> **Problem requirements**: Copy out the data below, substituting "Returned points" for every occurrence of "Observed output" and leaving everything else unchanged.

====== Entries supplied

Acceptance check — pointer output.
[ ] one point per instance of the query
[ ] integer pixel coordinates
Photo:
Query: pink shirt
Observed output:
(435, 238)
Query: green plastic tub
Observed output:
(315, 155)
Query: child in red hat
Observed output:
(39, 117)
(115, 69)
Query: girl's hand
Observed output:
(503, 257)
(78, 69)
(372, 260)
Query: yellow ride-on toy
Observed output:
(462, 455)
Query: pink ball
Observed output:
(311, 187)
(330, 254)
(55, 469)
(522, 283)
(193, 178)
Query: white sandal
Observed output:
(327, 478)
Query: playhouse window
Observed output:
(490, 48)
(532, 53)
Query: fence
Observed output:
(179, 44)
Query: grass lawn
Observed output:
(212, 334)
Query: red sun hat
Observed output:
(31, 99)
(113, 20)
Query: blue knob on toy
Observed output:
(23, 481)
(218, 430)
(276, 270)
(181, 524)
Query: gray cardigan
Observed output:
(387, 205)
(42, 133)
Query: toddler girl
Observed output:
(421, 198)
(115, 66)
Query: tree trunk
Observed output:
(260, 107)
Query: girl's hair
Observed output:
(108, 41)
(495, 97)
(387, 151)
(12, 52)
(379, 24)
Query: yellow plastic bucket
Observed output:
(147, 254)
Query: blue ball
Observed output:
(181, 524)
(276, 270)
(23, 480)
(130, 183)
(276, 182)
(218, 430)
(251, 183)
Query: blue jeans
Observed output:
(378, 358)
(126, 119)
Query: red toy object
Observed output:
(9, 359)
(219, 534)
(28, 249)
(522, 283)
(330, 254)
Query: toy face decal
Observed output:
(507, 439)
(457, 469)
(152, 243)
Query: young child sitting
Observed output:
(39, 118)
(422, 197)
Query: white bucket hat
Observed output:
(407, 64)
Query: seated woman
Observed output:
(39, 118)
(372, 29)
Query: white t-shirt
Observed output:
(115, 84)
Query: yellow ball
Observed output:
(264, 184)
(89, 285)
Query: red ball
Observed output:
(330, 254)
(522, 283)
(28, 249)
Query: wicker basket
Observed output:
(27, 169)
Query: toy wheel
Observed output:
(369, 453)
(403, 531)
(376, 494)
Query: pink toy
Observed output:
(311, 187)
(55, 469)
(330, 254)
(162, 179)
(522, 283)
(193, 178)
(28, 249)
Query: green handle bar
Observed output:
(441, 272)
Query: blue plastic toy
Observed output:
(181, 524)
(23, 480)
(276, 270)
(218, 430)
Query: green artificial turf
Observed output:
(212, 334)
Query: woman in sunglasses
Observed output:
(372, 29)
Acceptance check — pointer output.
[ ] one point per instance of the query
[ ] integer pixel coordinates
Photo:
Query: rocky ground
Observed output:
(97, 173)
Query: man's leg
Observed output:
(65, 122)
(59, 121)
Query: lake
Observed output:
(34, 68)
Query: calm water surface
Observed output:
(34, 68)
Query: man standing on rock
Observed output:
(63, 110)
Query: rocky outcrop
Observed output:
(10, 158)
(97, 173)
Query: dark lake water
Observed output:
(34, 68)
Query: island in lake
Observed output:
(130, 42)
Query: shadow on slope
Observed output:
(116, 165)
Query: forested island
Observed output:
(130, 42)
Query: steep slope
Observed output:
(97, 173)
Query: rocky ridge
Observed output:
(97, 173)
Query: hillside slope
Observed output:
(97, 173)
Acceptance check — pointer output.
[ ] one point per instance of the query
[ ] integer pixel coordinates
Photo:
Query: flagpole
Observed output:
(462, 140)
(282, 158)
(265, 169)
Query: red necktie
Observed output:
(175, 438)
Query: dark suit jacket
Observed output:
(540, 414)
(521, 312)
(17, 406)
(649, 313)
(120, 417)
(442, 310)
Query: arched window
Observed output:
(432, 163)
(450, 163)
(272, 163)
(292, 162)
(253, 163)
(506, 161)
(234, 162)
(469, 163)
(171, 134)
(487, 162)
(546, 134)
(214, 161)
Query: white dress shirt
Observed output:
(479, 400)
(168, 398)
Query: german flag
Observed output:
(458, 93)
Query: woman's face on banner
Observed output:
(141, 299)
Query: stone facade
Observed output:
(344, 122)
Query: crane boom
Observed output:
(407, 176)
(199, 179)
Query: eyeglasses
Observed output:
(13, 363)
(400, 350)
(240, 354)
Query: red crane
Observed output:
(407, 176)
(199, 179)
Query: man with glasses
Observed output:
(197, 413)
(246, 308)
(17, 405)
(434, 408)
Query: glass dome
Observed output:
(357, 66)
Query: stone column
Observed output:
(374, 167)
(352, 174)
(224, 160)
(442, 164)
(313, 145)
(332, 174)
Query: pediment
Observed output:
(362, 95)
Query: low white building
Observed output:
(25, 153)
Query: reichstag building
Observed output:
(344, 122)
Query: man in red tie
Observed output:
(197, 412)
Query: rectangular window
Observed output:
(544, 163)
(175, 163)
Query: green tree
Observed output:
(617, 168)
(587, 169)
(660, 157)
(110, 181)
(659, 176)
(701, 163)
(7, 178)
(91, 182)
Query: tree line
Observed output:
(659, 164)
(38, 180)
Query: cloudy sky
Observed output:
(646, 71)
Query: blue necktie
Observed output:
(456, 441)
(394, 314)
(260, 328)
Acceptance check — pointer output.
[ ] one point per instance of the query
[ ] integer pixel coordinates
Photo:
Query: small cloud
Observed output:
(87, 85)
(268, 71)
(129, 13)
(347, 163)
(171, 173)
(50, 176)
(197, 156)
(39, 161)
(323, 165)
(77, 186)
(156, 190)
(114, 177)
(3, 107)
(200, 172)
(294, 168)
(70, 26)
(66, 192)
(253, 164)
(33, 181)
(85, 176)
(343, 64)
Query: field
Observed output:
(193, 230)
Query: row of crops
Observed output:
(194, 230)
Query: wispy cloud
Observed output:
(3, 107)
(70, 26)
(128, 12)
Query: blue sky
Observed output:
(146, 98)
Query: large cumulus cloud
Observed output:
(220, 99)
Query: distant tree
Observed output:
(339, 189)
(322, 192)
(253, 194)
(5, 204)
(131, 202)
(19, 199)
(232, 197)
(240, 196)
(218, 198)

============

> **Solved exercise**:
Acceptance check — pointer output.
[ ] one point per instance of the query
[ ] integer pixel coordinates
Photo:
Query: pink shirt
Returned points:
(435, 238)
Query: green plastic tub
Returned points:
(315, 155)
Query: child in red hat
Returned points:
(39, 117)
(115, 69)
Query: girl's hand
Returned points:
(503, 257)
(78, 69)
(372, 260)
Query: yellow ride-on toy
Returned points:
(462, 455)
Query: pink ball
Returned points:
(311, 187)
(330, 254)
(55, 469)
(522, 283)
(193, 178)
Query: white sandal
Returned points:
(327, 478)
Query: playhouse window
Returned points:
(490, 48)
(532, 53)
Query: fence
Returned points:
(179, 44)
Query: grass lawn
Returned points:
(212, 334)
Query: red sun hat
Returned points:
(31, 99)
(113, 20)
Query: blue knob on toy
Returned points:
(23, 481)
(218, 430)
(276, 270)
(181, 524)
Query: gray cardigan
Returned points:
(387, 205)
(42, 133)
Query: toddler girl
Returned points:
(421, 198)
(115, 66)
Query: tree trunk
Returned points:
(260, 107)
Query: girl's hair
Returned points:
(108, 41)
(495, 97)
(387, 151)
(12, 52)
(379, 24)
Query: yellow plastic bucket
Returned points:
(147, 254)
Query: blue ball
Returned points:
(181, 524)
(276, 270)
(23, 480)
(130, 183)
(276, 182)
(218, 430)
(251, 183)
Query: blue jeans
Returned points:
(378, 358)
(126, 119)
Query: red toy object
Returned points:
(9, 359)
(219, 534)
(28, 249)
(522, 283)
(330, 254)
Query: toy face decal
Returned points:
(507, 439)
(457, 469)
(152, 243)
Query: young child sitting
Returned points:
(39, 118)
(422, 197)
Query: white bucket hat
Returned points:
(407, 64)
Query: seated woman
Returned points:
(39, 118)
(372, 29)
Query: white t-shirt
Returned points:
(115, 84)
Query: yellow ball
Returned points:
(264, 184)
(89, 285)
Query: red ball
Returned points:
(330, 254)
(522, 283)
(28, 249)
Query: wicker basket
Returned points:
(27, 169)
Query: toy wheel
Returned points:
(369, 453)
(403, 531)
(376, 494)
Query: pink toy
Returned points:
(311, 187)
(55, 469)
(330, 254)
(162, 179)
(522, 283)
(193, 178)
(28, 249)
Query: green handle bar
Returned points:
(441, 272)
Query: blue plastic toy
Returned points:
(181, 524)
(23, 480)
(276, 270)
(218, 430)
Query: green artificial turf
Returned points:
(212, 334)
Query: woman in sunglasses
Returned points:
(372, 29)
Acceptance check — pointer output.
[ ] one point per instance of the query
[ ] integer pixel coordinates
Photo:
Query: rocky ground
Returned points:
(97, 173)
Query: man's leg
Returned points:
(65, 122)
(59, 121)
Query: lake
Returned points:
(34, 68)
Query: calm water surface
Returned points:
(34, 68)
Query: man standing on rock
Returned points:
(63, 110)
Query: rocky outcrop
Returned points:
(10, 158)
(97, 173)
Query: dark lake water
Returned points:
(34, 68)
Query: island in lake
Returned points:
(130, 42)
Query: shadow on slope
Returned points:
(116, 165)
Query: forested island
Returned points:
(130, 42)
Query: steep slope
Returned points:
(97, 173)
Query: rocky ridge
Returned points:
(97, 173)
Query: hillside slope
Returned points:
(97, 173)
Acceptance check — pointer output.
[ ] one point per instance of the query
[ ] integer pixel coordinates
Photo:
Query: flagpole
Returned points:
(462, 140)
(282, 158)
(265, 169)
Query: red necktie
Returned points:
(175, 438)
Query: dark suit jacket
Returned points:
(540, 414)
(521, 312)
(17, 406)
(649, 313)
(120, 417)
(442, 310)
Query: arched window
Returned points:
(432, 163)
(450, 163)
(272, 163)
(292, 162)
(253, 163)
(506, 161)
(234, 162)
(469, 163)
(171, 134)
(487, 162)
(546, 134)
(214, 161)
Query: white dress shirt
Returned points:
(479, 400)
(168, 398)
Query: german flag
Returned points:
(458, 93)
Query: woman's face on banner
Returned points:
(141, 299)
Query: stone facade
Returned points:
(344, 122)
Query: crane boom
Returned points:
(407, 176)
(199, 179)
Query: eyeglasses
Returned points:
(13, 363)
(400, 350)
(240, 354)
Query: red crane
Returned points:
(407, 176)
(199, 179)
Query: man with glasses
Returned points:
(197, 413)
(246, 308)
(17, 405)
(434, 408)
Query: glass dome
Returned points:
(357, 66)
Query: stone column
Returned points:
(374, 167)
(352, 174)
(224, 160)
(442, 164)
(313, 145)
(332, 174)
Query: pediment
Returned points:
(362, 95)
Query: low white building
Returned points:
(25, 153)
Query: reichstag building
Returned points:
(344, 122)
Query: man in red tie
Returned points:
(197, 412)
Query: rectangular window
Returned points:
(544, 163)
(175, 163)
Query: green tree
Returned points:
(617, 168)
(587, 169)
(660, 157)
(110, 181)
(659, 176)
(701, 163)
(7, 178)
(91, 182)
Query: tree line
Returned points:
(659, 164)
(38, 180)
Query: cloudy sky
Returned points:
(646, 71)
Query: blue necktie
Returned points:
(456, 441)
(394, 314)
(260, 328)
Acceptance check — pointer output.
[ ] one point per instance of the query
[ ] integer pixel coordinates
Photo:
Query: small cloud
Returned points:
(87, 85)
(268, 71)
(129, 13)
(347, 163)
(171, 173)
(50, 176)
(197, 156)
(39, 161)
(323, 165)
(77, 186)
(156, 190)
(114, 177)
(3, 107)
(200, 172)
(294, 168)
(70, 26)
(66, 192)
(253, 164)
(33, 181)
(85, 176)
(343, 64)
Query: field
Returned points:
(193, 230)
Query: row of crops
Returned points:
(194, 230)
Query: wispy cloud
Returned points:
(3, 107)
(70, 26)
(128, 12)
Query: blue sky
Returned points:
(146, 98)
Query: large cumulus cloud
Returned points:
(220, 99)
Query: distant tree
Returned points:
(339, 189)
(322, 192)
(253, 194)
(5, 204)
(131, 202)
(19, 199)
(232, 197)
(240, 196)
(218, 198)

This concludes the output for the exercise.